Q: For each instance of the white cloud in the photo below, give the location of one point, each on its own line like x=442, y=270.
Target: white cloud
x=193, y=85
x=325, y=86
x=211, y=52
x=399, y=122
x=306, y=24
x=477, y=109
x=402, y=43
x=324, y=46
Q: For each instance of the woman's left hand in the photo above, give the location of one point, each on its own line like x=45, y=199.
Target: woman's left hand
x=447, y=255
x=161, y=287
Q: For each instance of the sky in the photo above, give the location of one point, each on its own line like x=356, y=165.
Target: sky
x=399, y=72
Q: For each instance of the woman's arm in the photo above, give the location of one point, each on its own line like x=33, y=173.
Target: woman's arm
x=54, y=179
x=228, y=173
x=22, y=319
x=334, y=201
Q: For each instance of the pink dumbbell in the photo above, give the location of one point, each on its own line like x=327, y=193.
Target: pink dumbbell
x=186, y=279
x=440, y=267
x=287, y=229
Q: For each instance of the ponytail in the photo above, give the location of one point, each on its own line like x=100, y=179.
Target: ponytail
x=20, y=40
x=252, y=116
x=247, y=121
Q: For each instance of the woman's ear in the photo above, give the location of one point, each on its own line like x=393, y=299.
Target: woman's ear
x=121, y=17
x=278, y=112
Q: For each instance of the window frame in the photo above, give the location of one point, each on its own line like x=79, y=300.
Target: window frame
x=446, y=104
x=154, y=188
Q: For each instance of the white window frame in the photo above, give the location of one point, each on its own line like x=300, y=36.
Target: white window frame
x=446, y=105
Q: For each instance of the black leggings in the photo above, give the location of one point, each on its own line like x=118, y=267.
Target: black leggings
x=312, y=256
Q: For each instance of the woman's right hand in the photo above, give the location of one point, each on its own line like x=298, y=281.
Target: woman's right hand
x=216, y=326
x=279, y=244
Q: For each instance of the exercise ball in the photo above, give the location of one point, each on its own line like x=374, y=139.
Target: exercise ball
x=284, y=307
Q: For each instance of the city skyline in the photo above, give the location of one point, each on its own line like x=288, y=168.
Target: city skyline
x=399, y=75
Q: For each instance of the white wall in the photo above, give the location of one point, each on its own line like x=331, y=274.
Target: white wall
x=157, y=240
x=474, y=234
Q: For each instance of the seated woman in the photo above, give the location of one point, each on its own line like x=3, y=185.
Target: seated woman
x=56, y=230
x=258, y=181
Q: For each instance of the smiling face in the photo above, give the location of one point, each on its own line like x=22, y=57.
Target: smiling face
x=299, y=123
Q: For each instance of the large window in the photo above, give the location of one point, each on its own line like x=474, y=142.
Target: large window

════

Output every line above without altering anything.

**Finished exercise:**
Q: For each instance of the white cloud in the photo below, give the location of one point, each on its own line like x=442, y=270.
Target: white cloud
x=193, y=85
x=325, y=86
x=211, y=52
x=399, y=122
x=306, y=24
x=477, y=109
x=402, y=43
x=324, y=46
Q: For each instance of the woman's left hand in the photo above, give the location of one point, each on its own line like x=45, y=199.
Target: woman's left hand
x=447, y=255
x=161, y=287
Q: For each instance of the sky in the photo above, give the location of one point, each on its own line like x=356, y=165.
Target: sky
x=399, y=72
Q: For each instance of the woman's arm in the photo above, give the location of one point, each on its own line like x=33, y=173.
Target: woman's arm
x=54, y=179
x=228, y=173
x=22, y=319
x=334, y=201
Q: For each instance of the pink dumbbell in the photo above, give the location of one point, each on its own line like x=327, y=193.
Target: pink dumbbell
x=186, y=279
x=440, y=267
x=287, y=229
Q: For each instance of the ponytail in the photo above, give the location of one point, each on its own line like x=100, y=179.
Target: ponytail
x=20, y=40
x=252, y=116
x=247, y=121
Q: For each instance of the woman's ear in the photo above, give the location of one point, each on its own line like x=393, y=299.
Target: woman's ear
x=121, y=17
x=278, y=112
Q: For each instance of the window frame in the photo above, give the location of one point, each on its own line like x=79, y=300.
Target: window frame
x=446, y=104
x=154, y=188
Q: For each instance of the white window frame in the photo above, give the location of one point, each on its own line like x=300, y=36.
Target: white window frame
x=446, y=105
Q: For each instance of the black leggings in the photo above, give the location of one point, each on its own line like x=118, y=267.
Target: black leggings
x=312, y=256
Q: For each instance of the woman's right hand in the photo above, give the location of one point, each on its own line like x=298, y=281.
Target: woman's right hand
x=216, y=326
x=279, y=244
Q: For each instance of the exercise ball in the photo above, give the location of one point, each on its own line like x=374, y=139.
Target: exercise ball
x=284, y=307
Q: For each instance of the city skyline in the photo above, give the location of one point, each on its own line like x=288, y=168.
Target: city skyline
x=399, y=75
Q: For each instance of the white wall in the photo above, give the location of one point, each on its own line like x=331, y=274.
Target: white wall
x=157, y=240
x=474, y=234
Q: For each instance of the seated woman in the photo above, give the location of one point, each on its own line like x=3, y=185.
Target: seated woman
x=56, y=230
x=258, y=181
Q: For each instance of the smiling face in the photo above, give the location of one point, each on its own line like x=22, y=57.
Target: smiling face
x=299, y=123
Q: For each instance of the large window in the photo above, give the location of one point, each on its own line like x=474, y=142.
Target: large window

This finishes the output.